▶ **Records supplied**:
_ _ _ _ _ _ _
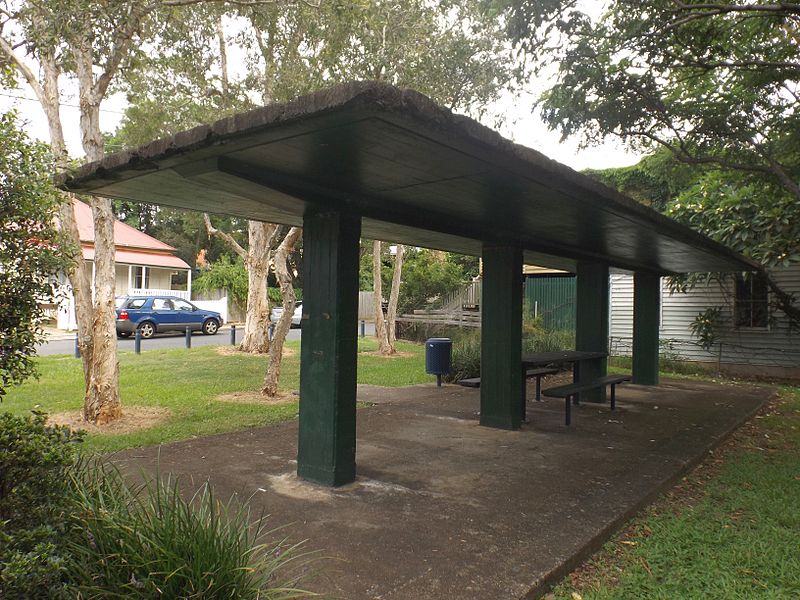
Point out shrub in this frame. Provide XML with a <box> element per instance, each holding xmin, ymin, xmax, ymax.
<box><xmin>445</xmin><ymin>329</ymin><xmax>481</xmax><ymax>381</ymax></box>
<box><xmin>0</xmin><ymin>413</ymin><xmax>81</xmax><ymax>598</ymax></box>
<box><xmin>70</xmin><ymin>461</ymin><xmax>308</xmax><ymax>600</ymax></box>
<box><xmin>522</xmin><ymin>317</ymin><xmax>575</xmax><ymax>352</ymax></box>
<box><xmin>445</xmin><ymin>319</ymin><xmax>575</xmax><ymax>381</ymax></box>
_ _ _ _ _ _ _
▶ **Requirements**:
Quote every line of the records above verbatim, leaving out the pictures.

▶ **Correct output**:
Point out shrub in this frame. Provide XML with a <box> element per instance, each holding xmin, ymin, xmax, ymax.
<box><xmin>445</xmin><ymin>329</ymin><xmax>481</xmax><ymax>381</ymax></box>
<box><xmin>0</xmin><ymin>413</ymin><xmax>81</xmax><ymax>598</ymax></box>
<box><xmin>70</xmin><ymin>461</ymin><xmax>308</xmax><ymax>600</ymax></box>
<box><xmin>522</xmin><ymin>317</ymin><xmax>575</xmax><ymax>352</ymax></box>
<box><xmin>445</xmin><ymin>319</ymin><xmax>575</xmax><ymax>381</ymax></box>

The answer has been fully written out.